» **Your task**: From the line containing "Segment every instance" through the end of the material below, output each line exactly as written, with pictures excluded.

Extracted information section start

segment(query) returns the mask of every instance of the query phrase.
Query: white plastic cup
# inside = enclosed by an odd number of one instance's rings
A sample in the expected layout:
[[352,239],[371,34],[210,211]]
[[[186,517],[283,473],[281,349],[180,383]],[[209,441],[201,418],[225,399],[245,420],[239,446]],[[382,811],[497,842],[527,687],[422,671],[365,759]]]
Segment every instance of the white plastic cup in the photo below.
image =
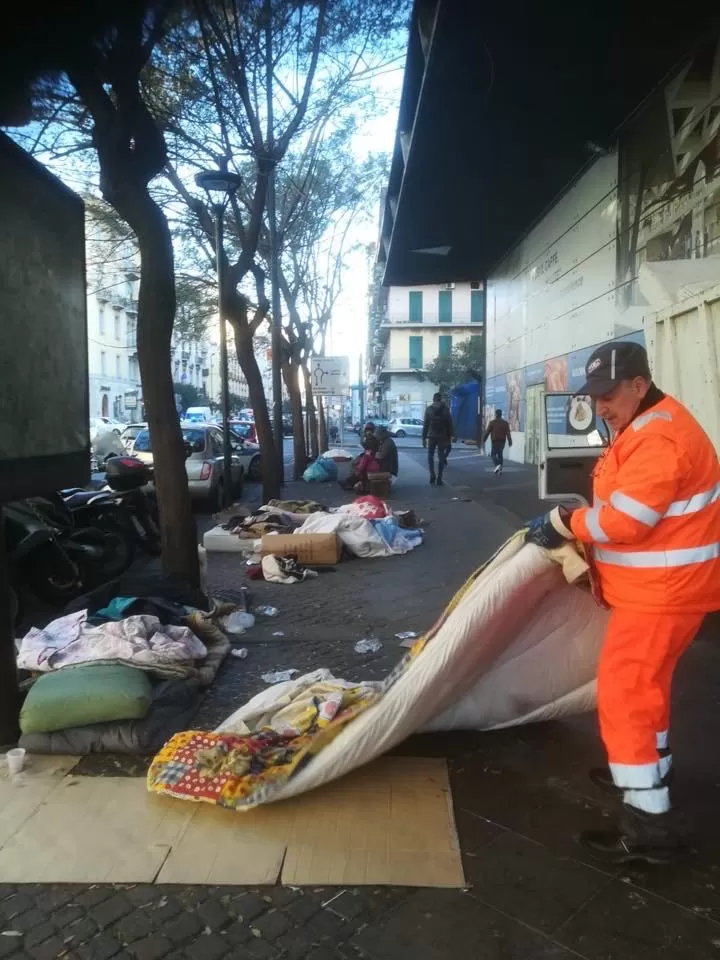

Extracted information section end

» **Result of the exercise**:
Segment every instance of the white plastic cup in the photo below.
image =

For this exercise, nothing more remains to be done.